(Stored entries)
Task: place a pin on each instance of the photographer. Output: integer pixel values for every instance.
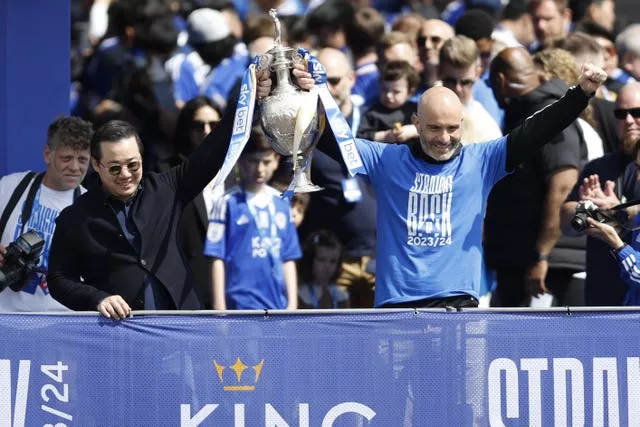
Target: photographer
(31, 201)
(616, 171)
(627, 256)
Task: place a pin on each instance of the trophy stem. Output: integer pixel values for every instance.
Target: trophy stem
(304, 184)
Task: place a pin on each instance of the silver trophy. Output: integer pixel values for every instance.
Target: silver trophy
(281, 110)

- Task prompt
Omit the images and transcribe all of the records above word for word.

- Solution to this task
Task: place a pin on each instance of the photographer. Output: integer pixel values for every instance.
Target: photographer
(31, 201)
(616, 171)
(627, 256)
Task: place a pin on each instance of the trophy stem. Output: integer pixel values for every instance.
Target: trophy stem
(304, 184)
Task: place a pin on each instance of the silver trophy. Output: integer pixel values for every instance.
Target: silver trophy
(281, 110)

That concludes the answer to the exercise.